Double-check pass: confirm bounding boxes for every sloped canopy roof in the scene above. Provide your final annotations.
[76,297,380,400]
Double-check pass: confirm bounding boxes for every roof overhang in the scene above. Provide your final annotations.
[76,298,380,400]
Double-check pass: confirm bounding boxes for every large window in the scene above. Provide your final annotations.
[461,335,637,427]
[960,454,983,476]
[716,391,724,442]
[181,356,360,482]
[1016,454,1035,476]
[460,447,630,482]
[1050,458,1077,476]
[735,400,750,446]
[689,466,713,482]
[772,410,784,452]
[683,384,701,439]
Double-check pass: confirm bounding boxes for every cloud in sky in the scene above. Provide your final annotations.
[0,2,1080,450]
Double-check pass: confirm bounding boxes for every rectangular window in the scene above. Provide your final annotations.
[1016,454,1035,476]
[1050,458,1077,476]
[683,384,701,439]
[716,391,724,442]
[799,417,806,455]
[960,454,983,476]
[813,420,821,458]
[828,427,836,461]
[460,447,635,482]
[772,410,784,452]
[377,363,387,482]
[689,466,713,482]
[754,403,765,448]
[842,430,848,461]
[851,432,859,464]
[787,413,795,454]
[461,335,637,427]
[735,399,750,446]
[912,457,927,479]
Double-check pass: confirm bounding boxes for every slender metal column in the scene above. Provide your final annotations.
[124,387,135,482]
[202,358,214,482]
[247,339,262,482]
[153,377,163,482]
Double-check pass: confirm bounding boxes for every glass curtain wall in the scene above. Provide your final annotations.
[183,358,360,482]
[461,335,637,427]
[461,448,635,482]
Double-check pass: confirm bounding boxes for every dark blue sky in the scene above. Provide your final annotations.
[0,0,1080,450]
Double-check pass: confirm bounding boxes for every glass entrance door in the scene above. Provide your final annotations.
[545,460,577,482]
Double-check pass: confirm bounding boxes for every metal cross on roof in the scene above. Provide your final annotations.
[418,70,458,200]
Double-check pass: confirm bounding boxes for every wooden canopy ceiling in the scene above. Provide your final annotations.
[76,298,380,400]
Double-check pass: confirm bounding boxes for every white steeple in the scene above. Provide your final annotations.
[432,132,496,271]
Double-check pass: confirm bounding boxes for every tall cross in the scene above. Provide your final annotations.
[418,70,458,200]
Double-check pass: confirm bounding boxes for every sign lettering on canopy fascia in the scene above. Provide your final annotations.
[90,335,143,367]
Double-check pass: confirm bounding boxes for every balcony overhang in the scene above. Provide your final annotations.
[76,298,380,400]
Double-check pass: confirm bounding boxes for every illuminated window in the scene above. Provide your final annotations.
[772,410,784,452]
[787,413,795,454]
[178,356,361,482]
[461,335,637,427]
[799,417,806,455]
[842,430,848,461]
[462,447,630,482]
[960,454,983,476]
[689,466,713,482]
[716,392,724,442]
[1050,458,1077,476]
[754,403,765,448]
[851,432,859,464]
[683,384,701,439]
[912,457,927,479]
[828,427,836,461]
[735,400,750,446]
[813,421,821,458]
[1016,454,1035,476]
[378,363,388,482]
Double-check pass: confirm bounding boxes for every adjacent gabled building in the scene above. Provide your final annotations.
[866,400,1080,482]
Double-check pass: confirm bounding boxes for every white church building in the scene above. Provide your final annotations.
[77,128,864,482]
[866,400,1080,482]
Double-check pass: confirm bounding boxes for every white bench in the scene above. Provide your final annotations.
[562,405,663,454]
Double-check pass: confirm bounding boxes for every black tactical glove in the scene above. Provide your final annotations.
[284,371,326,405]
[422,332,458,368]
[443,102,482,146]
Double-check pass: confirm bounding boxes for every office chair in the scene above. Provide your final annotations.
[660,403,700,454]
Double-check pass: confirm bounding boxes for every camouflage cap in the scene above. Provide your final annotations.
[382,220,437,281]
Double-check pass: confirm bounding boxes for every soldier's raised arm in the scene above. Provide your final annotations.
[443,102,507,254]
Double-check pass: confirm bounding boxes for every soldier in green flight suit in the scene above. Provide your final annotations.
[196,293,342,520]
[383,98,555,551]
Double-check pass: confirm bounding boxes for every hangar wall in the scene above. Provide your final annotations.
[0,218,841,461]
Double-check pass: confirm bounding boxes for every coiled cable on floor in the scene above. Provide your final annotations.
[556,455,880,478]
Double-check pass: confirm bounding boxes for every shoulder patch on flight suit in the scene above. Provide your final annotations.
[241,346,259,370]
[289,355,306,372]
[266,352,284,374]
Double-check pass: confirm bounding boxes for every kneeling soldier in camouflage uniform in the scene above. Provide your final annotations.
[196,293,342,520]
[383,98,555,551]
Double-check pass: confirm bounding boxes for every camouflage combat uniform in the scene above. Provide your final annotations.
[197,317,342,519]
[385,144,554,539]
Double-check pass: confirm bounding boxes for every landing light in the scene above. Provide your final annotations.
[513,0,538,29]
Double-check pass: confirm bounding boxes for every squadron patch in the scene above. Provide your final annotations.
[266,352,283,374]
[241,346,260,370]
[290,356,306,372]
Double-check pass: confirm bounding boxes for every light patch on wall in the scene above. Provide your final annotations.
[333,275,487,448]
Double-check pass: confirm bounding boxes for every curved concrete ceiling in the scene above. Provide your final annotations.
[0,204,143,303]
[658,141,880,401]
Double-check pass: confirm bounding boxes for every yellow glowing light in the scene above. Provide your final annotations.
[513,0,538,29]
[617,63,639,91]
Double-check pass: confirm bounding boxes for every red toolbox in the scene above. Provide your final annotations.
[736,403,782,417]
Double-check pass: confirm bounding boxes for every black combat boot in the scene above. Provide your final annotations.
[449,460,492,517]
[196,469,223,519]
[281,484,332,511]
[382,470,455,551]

++++

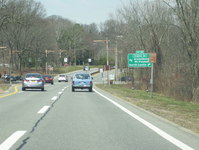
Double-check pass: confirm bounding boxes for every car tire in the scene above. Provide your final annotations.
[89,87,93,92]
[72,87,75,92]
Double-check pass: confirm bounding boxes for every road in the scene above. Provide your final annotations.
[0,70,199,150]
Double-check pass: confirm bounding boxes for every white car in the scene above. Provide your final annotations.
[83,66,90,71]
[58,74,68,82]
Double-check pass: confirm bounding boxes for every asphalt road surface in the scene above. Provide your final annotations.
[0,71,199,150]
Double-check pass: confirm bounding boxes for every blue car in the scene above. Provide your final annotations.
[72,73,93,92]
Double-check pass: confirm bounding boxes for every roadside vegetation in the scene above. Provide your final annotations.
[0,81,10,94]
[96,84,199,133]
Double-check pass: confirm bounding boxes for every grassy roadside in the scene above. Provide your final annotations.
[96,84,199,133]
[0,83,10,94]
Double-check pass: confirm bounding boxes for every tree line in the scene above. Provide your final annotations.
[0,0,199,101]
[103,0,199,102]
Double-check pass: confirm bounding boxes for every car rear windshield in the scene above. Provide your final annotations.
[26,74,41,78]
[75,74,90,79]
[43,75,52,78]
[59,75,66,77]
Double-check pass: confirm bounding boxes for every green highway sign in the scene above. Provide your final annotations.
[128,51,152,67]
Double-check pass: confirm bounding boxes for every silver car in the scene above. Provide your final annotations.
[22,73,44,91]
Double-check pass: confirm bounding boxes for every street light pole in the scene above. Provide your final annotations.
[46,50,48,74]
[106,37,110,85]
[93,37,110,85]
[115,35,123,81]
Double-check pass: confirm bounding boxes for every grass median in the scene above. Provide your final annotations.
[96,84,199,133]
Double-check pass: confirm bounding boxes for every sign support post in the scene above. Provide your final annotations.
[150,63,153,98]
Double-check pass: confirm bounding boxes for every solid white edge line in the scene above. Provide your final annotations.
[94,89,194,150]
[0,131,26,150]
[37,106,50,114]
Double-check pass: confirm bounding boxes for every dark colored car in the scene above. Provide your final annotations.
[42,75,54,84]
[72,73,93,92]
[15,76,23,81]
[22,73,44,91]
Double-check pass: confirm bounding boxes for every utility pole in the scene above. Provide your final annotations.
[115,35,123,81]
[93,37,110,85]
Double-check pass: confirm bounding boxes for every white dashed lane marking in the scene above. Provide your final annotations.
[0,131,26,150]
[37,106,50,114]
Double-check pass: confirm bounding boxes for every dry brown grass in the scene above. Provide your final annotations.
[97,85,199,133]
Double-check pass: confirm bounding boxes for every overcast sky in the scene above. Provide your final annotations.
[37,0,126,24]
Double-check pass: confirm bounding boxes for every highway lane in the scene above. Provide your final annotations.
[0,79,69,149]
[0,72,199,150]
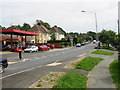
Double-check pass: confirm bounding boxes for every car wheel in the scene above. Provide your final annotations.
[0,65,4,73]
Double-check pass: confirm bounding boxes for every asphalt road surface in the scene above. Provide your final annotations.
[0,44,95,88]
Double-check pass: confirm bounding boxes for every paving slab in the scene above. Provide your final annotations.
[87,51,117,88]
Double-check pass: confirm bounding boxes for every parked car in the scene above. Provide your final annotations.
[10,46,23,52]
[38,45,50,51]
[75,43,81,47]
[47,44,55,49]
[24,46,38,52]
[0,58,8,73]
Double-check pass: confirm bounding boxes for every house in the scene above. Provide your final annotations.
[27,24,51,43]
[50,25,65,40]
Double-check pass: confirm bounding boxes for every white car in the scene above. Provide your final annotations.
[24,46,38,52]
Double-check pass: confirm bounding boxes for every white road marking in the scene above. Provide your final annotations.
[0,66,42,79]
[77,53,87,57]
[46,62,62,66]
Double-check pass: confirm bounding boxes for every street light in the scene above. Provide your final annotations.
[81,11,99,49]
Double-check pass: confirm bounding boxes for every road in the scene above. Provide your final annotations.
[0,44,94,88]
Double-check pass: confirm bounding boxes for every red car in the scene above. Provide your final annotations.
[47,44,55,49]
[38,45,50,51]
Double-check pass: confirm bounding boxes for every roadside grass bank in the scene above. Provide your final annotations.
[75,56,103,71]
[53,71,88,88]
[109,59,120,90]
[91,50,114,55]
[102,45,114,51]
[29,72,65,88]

++++

> **What to produce**: Put the records into a two-column CSV with the columns text and answer, one row per record. Place each value in a single quoted field with its line breaks turned into spaces. Begin at the line that has "Double-check pass: confirm bounding boxes for every white dashed", stop after the line that has "[0,65,4,73]", and leave the pictures out.

> **Reply**:
text,answer
"Double-check pass: confirm bounding boxes for every white dashed lane marking in the scene above. Provide your final annotations.","[0,131,26,150] [37,106,50,114]"
"Double-check pass: confirm bounding boxes for every dry brown grass in the scene above. Provide your final annotations.","[97,85,199,133]"
"Double-check pass: confirm bounding boxes for every overcast sky in the scene above. Provide your final annotations.","[37,0,126,24]"
"Double-check pass: confirm bounding boxes for every highway lane in the scene above. Provide your final annotations.","[0,79,69,149] [0,72,199,150]"
"Double-check pass: confirm bounding boxes for every car wheel in the scene above. Provide your final annotations.","[0,65,4,73]"